▶ [Instructions to follow]
Please set down only the lines from the one containing "positive clicks: (153, 166)" through the end of the entries below, exactly, minus any pictures.

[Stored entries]
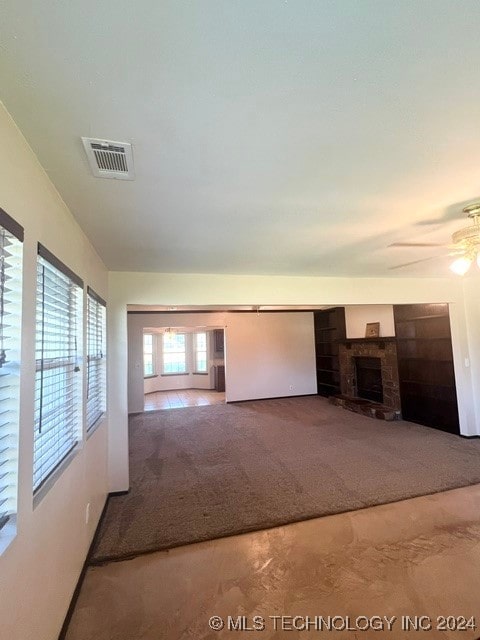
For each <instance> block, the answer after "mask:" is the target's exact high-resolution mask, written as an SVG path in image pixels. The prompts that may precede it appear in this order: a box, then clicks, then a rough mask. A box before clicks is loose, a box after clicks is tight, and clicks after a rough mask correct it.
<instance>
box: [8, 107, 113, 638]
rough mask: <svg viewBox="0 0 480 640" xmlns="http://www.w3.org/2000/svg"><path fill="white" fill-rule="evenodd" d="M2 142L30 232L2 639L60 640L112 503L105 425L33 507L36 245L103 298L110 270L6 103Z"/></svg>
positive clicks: (93, 437) (27, 251)
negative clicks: (12, 495)
mask: <svg viewBox="0 0 480 640" xmlns="http://www.w3.org/2000/svg"><path fill="white" fill-rule="evenodd" d="M0 140H1V141H2V144H1V145H0V185H1V188H0V206H1V207H2V208H3V209H5V211H7V213H9V214H10V215H11V216H12V217H13V218H15V219H16V220H17V221H18V222H19V223H20V224H22V225H23V226H24V228H25V242H24V290H23V322H22V364H21V379H20V397H21V405H20V433H19V501H18V522H17V535H16V537H15V539H14V540H13V542H11V544H10V545H9V546H8V547H7V549H6V550H5V551H4V552H3V553H2V554H1V555H0V621H1V622H0V629H1V631H0V635H1V637H2V638H8V639H9V640H55V639H56V638H57V637H58V633H59V631H60V628H61V625H62V623H63V619H64V616H65V613H66V611H67V608H68V606H69V603H70V599H71V596H72V593H73V590H74V588H75V585H76V582H77V579H78V576H79V573H80V570H81V568H82V565H83V562H84V559H85V555H86V552H87V550H88V547H89V545H90V541H91V539H92V536H93V534H94V531H95V528H96V525H97V522H98V518H99V516H100V513H101V510H102V508H103V505H104V501H105V496H106V491H107V465H106V460H107V425H106V424H105V422H104V424H102V425H100V426H99V428H98V429H97V430H96V431H95V433H93V435H92V436H91V437H90V438H89V439H88V440H87V441H86V442H84V444H83V446H82V448H81V449H80V451H79V452H78V454H77V455H76V457H75V458H74V459H73V461H72V462H71V463H70V464H69V466H68V467H67V468H66V469H65V470H64V471H63V473H62V474H61V476H60V477H59V478H58V480H57V481H56V483H55V484H54V485H53V486H52V487H51V488H50V490H49V491H48V493H47V495H46V496H45V497H44V498H43V500H42V501H41V502H40V503H39V504H38V505H37V506H36V507H35V508H33V503H32V459H33V422H34V381H35V351H34V347H35V320H34V318H35V294H36V253H37V242H38V241H40V242H42V243H43V244H44V245H45V246H46V247H47V248H48V249H49V250H50V251H52V252H53V253H54V254H55V255H56V256H58V258H60V260H62V261H63V262H65V263H66V264H67V265H68V266H69V267H70V268H71V269H72V270H73V271H75V272H76V273H77V274H78V275H79V276H80V277H81V278H82V279H83V280H84V282H85V284H89V285H90V286H92V287H93V288H94V289H95V290H96V291H97V292H98V293H99V294H100V295H101V296H102V297H104V298H106V297H107V284H108V283H107V272H106V269H105V267H104V266H103V264H102V262H101V261H100V259H99V258H98V256H97V254H96V253H95V252H94V251H93V249H92V247H91V245H90V243H89V242H88V240H87V238H86V237H85V235H84V234H83V233H82V231H81V230H80V228H79V226H78V224H77V223H76V222H75V221H74V219H73V217H72V216H71V214H70V213H69V211H68V210H67V208H66V206H65V204H64V203H63V201H62V200H61V199H60V197H59V195H58V193H57V192H56V190H55V189H54V187H53V186H52V184H51V182H50V180H49V179H48V177H47V175H46V174H45V172H44V171H43V169H42V168H41V166H40V165H39V163H38V161H37V160H36V158H35V156H34V154H33V153H32V151H31V150H30V148H29V147H28V146H27V144H26V142H25V140H24V138H23V137H22V135H21V133H20V132H19V130H18V129H17V128H16V126H15V125H14V123H13V121H12V120H11V119H10V117H9V115H8V114H7V112H6V111H5V110H4V108H3V106H2V105H1V104H0ZM88 503H90V505H91V508H90V521H89V523H88V525H87V524H86V522H85V519H86V518H85V509H86V505H87V504H88Z"/></svg>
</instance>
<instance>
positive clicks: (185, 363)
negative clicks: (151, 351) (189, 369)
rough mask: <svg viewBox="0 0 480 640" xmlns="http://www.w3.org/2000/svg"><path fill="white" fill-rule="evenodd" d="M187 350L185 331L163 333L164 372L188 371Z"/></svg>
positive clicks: (166, 372)
mask: <svg viewBox="0 0 480 640" xmlns="http://www.w3.org/2000/svg"><path fill="white" fill-rule="evenodd" d="M186 371H187V352H186V336H185V334H184V333H174V332H172V331H167V332H165V333H164V334H163V373H164V374H169V373H186Z"/></svg>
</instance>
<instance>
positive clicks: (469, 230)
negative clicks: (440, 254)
mask: <svg viewBox="0 0 480 640" xmlns="http://www.w3.org/2000/svg"><path fill="white" fill-rule="evenodd" d="M463 212H464V213H466V214H467V216H468V217H469V218H471V219H472V224H470V225H469V226H468V227H463V228H462V229H459V230H458V231H455V233H453V234H452V242H451V244H448V245H446V244H438V243H436V242H394V243H393V244H391V245H389V246H390V247H420V248H427V247H448V248H449V249H450V251H449V252H448V253H447V254H442V255H436V256H429V257H428V258H421V259H420V260H414V261H413V262H405V263H404V264H399V265H396V266H395V267H390V268H391V269H400V268H403V267H407V266H410V265H412V264H417V263H419V262H426V261H427V260H435V259H436V258H441V257H443V256H444V255H449V256H458V257H457V258H456V259H455V260H454V261H453V262H452V264H451V265H450V269H451V270H452V271H453V272H454V273H456V274H457V275H462V276H463V275H465V274H466V273H467V271H468V270H469V269H470V267H471V265H472V263H473V261H474V260H476V262H477V266H478V267H479V268H480V202H473V203H471V204H469V205H467V206H466V207H464V208H463Z"/></svg>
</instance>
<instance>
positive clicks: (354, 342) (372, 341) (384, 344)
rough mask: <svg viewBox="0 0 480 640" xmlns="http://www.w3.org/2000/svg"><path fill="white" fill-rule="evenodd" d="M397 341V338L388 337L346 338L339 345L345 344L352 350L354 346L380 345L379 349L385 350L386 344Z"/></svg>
mask: <svg viewBox="0 0 480 640" xmlns="http://www.w3.org/2000/svg"><path fill="white" fill-rule="evenodd" d="M396 341H397V339H396V338H395V336H386V337H381V336H380V337H378V338H346V339H345V340H340V341H339V344H344V345H345V346H346V347H347V349H351V348H352V345H353V344H367V345H372V346H373V345H375V344H376V345H378V348H379V349H384V348H385V344H386V343H387V342H396Z"/></svg>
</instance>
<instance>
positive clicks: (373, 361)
mask: <svg viewBox="0 0 480 640" xmlns="http://www.w3.org/2000/svg"><path fill="white" fill-rule="evenodd" d="M355 374H356V375H355V377H356V391H357V396H358V397H359V398H365V399H366V400H372V401H373V402H380V403H381V402H383V383H382V361H381V359H380V358H371V357H364V356H357V357H355Z"/></svg>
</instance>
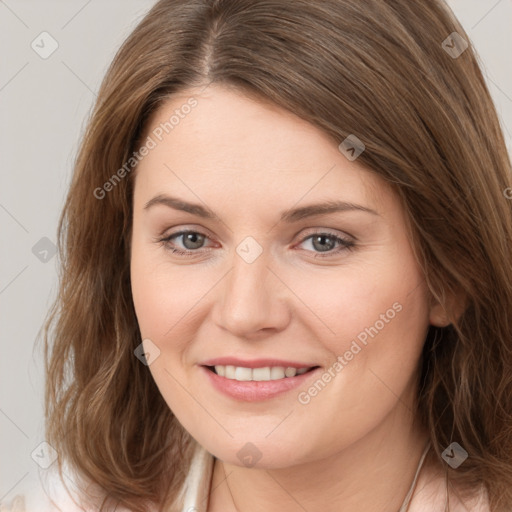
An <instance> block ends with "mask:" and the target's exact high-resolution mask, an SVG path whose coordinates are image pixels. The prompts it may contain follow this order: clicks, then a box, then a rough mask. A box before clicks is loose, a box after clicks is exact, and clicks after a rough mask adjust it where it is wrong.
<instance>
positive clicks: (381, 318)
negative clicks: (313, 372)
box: [297, 302, 403, 405]
mask: <svg viewBox="0 0 512 512" xmlns="http://www.w3.org/2000/svg"><path fill="white" fill-rule="evenodd" d="M402 309H403V306H402V304H400V303H399V302H395V303H394V304H393V305H392V306H391V307H390V308H389V309H388V310H387V311H386V312H385V313H381V314H380V316H379V319H378V320H376V321H375V322H374V324H373V325H372V326H370V327H365V328H364V329H363V330H362V331H361V332H360V333H359V334H358V335H357V336H356V337H355V338H354V339H353V340H352V343H351V344H350V348H349V349H348V350H346V351H345V352H344V354H343V355H339V356H338V357H337V358H336V361H335V362H334V363H333V364H332V365H331V366H329V368H327V370H325V371H324V372H323V373H322V375H321V377H320V378H319V379H317V380H316V381H315V383H314V384H313V385H312V386H310V387H309V388H308V389H307V390H306V391H301V392H300V393H299V394H298V396H297V400H298V401H299V403H300V404H302V405H307V404H309V402H311V399H312V398H314V397H315V396H317V395H318V394H319V393H320V391H322V390H323V389H324V388H325V387H326V386H327V384H329V382H331V380H332V379H334V378H335V377H336V375H338V374H339V373H340V372H341V371H342V370H343V368H345V366H347V365H348V364H349V362H350V361H352V359H354V356H355V355H357V354H359V352H361V350H362V348H363V347H361V345H363V346H366V345H367V344H368V341H369V339H368V337H370V338H372V339H373V338H374V337H375V336H377V334H379V332H380V331H382V329H384V327H386V325H387V324H389V322H391V320H393V318H395V316H396V315H397V313H400V311H402ZM358 341H359V343H360V344H361V345H360V344H359V343H358Z"/></svg>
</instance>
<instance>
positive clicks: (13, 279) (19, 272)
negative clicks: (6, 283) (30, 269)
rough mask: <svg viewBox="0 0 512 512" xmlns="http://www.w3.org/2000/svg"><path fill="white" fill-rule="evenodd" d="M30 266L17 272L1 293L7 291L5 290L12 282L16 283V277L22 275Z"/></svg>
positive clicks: (3, 288)
mask: <svg viewBox="0 0 512 512" xmlns="http://www.w3.org/2000/svg"><path fill="white" fill-rule="evenodd" d="M27 268H28V265H27V266H26V267H25V268H24V269H23V270H21V271H20V272H18V274H16V275H15V276H14V277H13V278H12V279H11V280H10V281H9V282H8V283H7V284H6V285H5V286H4V287H3V288H2V289H1V290H0V295H1V294H2V293H4V292H5V290H7V288H9V286H11V284H12V283H14V281H16V279H18V277H19V276H21V274H23V272H25V270H27Z"/></svg>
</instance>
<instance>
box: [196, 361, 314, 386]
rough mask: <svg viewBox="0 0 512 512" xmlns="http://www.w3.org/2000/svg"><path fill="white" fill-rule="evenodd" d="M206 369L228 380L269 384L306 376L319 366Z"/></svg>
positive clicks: (226, 365) (214, 367) (286, 366)
mask: <svg viewBox="0 0 512 512" xmlns="http://www.w3.org/2000/svg"><path fill="white" fill-rule="evenodd" d="M204 367H205V368H206V369H207V370H209V371H210V372H212V373H214V374H216V375H218V376H219V377H224V378H225V379H227V380H236V381H239V382H250V381H256V382H268V381H275V380H282V379H290V378H292V377H296V376H300V375H304V374H305V373H309V372H312V371H314V370H316V369H317V368H320V367H319V366H310V367H302V368H296V367H293V366H262V367H258V368H247V367H243V366H234V365H214V366H207V365H204Z"/></svg>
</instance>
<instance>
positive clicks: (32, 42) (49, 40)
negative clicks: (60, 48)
mask: <svg viewBox="0 0 512 512" xmlns="http://www.w3.org/2000/svg"><path fill="white" fill-rule="evenodd" d="M30 47H31V48H32V50H34V51H35V52H36V53H37V54H38V55H39V57H41V58H42V59H47V58H48V57H49V56H50V55H51V54H52V53H53V52H54V51H55V50H56V49H57V48H58V47H59V43H58V42H57V41H56V39H54V38H53V37H52V36H51V35H50V34H49V33H48V32H46V31H44V32H41V33H40V34H39V35H38V36H37V37H36V38H35V39H34V40H33V41H32V43H31V44H30Z"/></svg>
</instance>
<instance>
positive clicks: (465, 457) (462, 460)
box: [441, 442, 468, 469]
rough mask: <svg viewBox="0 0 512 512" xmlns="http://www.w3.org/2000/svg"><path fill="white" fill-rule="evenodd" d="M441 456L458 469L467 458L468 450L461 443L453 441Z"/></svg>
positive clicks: (450, 465) (467, 454) (447, 462)
mask: <svg viewBox="0 0 512 512" xmlns="http://www.w3.org/2000/svg"><path fill="white" fill-rule="evenodd" d="M441 457H442V458H443V459H444V460H445V461H446V462H447V463H448V465H449V466H451V467H452V468H453V469H457V468H458V467H459V466H460V465H461V464H462V463H463V462H464V461H465V460H466V459H467V458H468V452H467V451H466V450H464V448H462V446H461V445H460V444H459V443H455V442H454V443H451V444H450V445H449V446H448V448H446V450H445V451H444V452H443V453H442V454H441Z"/></svg>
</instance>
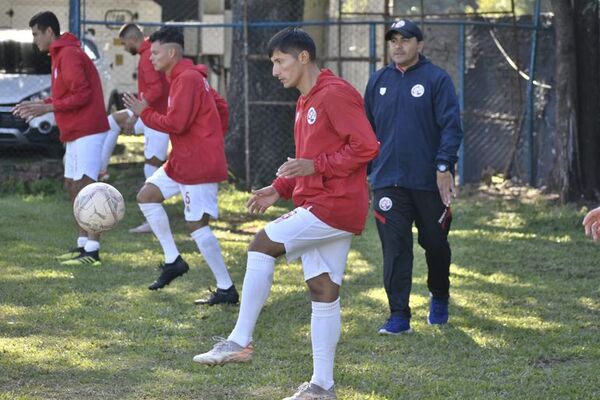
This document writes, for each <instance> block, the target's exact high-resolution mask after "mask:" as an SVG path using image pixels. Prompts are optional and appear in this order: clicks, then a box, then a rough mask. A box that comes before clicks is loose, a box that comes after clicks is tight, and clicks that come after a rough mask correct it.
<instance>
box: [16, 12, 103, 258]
mask: <svg viewBox="0 0 600 400" xmlns="http://www.w3.org/2000/svg"><path fill="white" fill-rule="evenodd" d="M29 26H30V27H31V32H32V34H33V40H34V42H35V45H36V46H37V47H38V48H39V49H40V51H42V52H48V51H49V52H50V57H51V60H52V71H51V92H52V97H49V98H47V99H44V100H39V101H24V102H22V103H20V104H18V105H17V106H16V107H15V110H14V113H15V114H16V115H18V116H20V117H22V118H24V119H26V120H29V119H31V118H34V117H36V116H39V115H43V114H46V113H49V112H54V116H55V118H56V124H57V125H58V129H59V130H60V140H61V142H63V143H65V146H66V153H65V173H64V176H65V187H66V188H67V191H68V192H69V195H70V196H71V199H72V200H74V199H75V197H76V196H77V193H79V191H80V190H81V189H82V188H83V187H85V186H86V185H88V184H90V183H93V182H95V181H96V180H97V179H98V173H99V172H100V163H101V160H100V152H101V150H102V144H103V143H104V138H105V137H106V131H107V130H108V122H107V121H106V111H105V107H104V97H103V96H102V84H101V82H100V76H99V75H98V71H97V70H96V66H95V65H94V63H93V62H92V60H90V58H89V57H88V56H87V55H86V54H85V53H84V51H83V50H82V49H81V43H80V42H79V40H77V38H76V37H75V36H73V35H71V34H70V33H63V34H62V35H61V34H60V25H59V23H58V19H57V18H56V15H54V14H53V13H51V12H50V11H44V12H41V13H38V14H36V15H34V16H33V17H32V18H31V20H30V21H29ZM78 228H79V237H78V238H77V248H75V249H74V250H72V251H68V252H67V253H65V254H62V255H60V256H58V257H57V259H58V260H60V261H61V263H62V264H64V265H94V266H99V265H100V264H101V263H100V256H99V250H100V242H99V240H100V236H99V234H94V233H91V232H86V231H85V230H84V229H82V228H81V227H78Z"/></svg>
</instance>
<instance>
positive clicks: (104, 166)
mask: <svg viewBox="0 0 600 400" xmlns="http://www.w3.org/2000/svg"><path fill="white" fill-rule="evenodd" d="M108 126H109V127H110V129H109V130H108V133H107V134H106V138H105V139H104V144H103V145H102V155H101V157H102V165H101V166H100V170H101V171H106V169H107V168H108V163H109V161H110V156H111V155H112V152H113V150H114V149H115V146H116V145H117V139H118V138H119V133H121V127H120V126H119V124H117V121H115V119H114V118H113V116H112V114H111V115H109V116H108Z"/></svg>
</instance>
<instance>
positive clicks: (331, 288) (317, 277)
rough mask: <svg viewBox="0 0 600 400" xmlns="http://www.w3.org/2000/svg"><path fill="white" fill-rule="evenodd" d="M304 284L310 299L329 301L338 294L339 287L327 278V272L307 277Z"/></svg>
mask: <svg viewBox="0 0 600 400" xmlns="http://www.w3.org/2000/svg"><path fill="white" fill-rule="evenodd" d="M306 284H307V285H308V288H309V290H310V298H311V300H312V301H318V302H321V303H331V302H334V301H336V300H337V298H338V297H339V296H340V287H339V286H338V285H337V284H335V283H334V282H333V281H332V280H331V279H330V278H329V274H327V273H325V274H322V275H319V276H317V277H316V278H312V279H309V280H308V281H306Z"/></svg>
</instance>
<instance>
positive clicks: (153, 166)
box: [144, 164, 158, 179]
mask: <svg viewBox="0 0 600 400" xmlns="http://www.w3.org/2000/svg"><path fill="white" fill-rule="evenodd" d="M157 169H158V167H155V166H154V165H150V164H144V176H145V177H146V179H148V178H150V177H151V176H152V174H153V173H154V171H156V170H157Z"/></svg>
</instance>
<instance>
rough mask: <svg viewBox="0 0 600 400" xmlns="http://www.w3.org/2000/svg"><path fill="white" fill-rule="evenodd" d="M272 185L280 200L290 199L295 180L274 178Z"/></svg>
mask: <svg viewBox="0 0 600 400" xmlns="http://www.w3.org/2000/svg"><path fill="white" fill-rule="evenodd" d="M272 185H273V187H274V188H275V190H277V193H279V196H281V198H282V199H291V198H292V193H294V188H295V187H296V178H276V179H275V180H274V181H273V183H272Z"/></svg>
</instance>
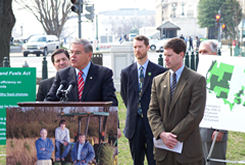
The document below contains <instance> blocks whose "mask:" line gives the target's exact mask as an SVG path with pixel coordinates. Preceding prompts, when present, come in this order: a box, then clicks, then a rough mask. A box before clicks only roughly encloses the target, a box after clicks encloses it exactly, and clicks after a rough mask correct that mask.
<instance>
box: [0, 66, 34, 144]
mask: <svg viewBox="0 0 245 165" xmlns="http://www.w3.org/2000/svg"><path fill="white" fill-rule="evenodd" d="M35 100H36V68H0V145H5V144H6V108H7V107H18V105H17V102H21V101H35Z"/></svg>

▶ [Task response]
positive clicks: (153, 166)
box: [144, 164, 158, 179]
mask: <svg viewBox="0 0 600 400" xmlns="http://www.w3.org/2000/svg"><path fill="white" fill-rule="evenodd" d="M157 169H158V167H155V166H154V165H150V164H144V176H145V177H146V179H148V178H150V177H151V176H152V174H153V173H154V171H156V170H157Z"/></svg>
</instance>
<instance>
rough mask: <svg viewBox="0 0 600 400" xmlns="http://www.w3.org/2000/svg"><path fill="white" fill-rule="evenodd" d="M272 185L280 200L290 199L295 180L274 178Z"/></svg>
mask: <svg viewBox="0 0 600 400" xmlns="http://www.w3.org/2000/svg"><path fill="white" fill-rule="evenodd" d="M272 185H273V187H274V188H275V190H277V193H279V196H281V198H282V199H291V198H292V193H294V188H295V187H296V178H276V179H275V180H274V181H273V183H272Z"/></svg>
</instance>
The document below contains <instance> blocks whose "mask:" line gives the target's exact mask as an SVG path with pixel coordinates. Preceding prompts, when present, come in this order: a box, then clicks, then a rough mask. A box before clicks only roughly encloses the target, a box after clicks encloses it exactly, and clicks after a rough mask correct that mask.
<instance>
box: [0, 66, 34, 144]
mask: <svg viewBox="0 0 245 165" xmlns="http://www.w3.org/2000/svg"><path fill="white" fill-rule="evenodd" d="M35 100H36V68H0V145H5V144H6V108H7V107H18V105H17V102H21V101H35Z"/></svg>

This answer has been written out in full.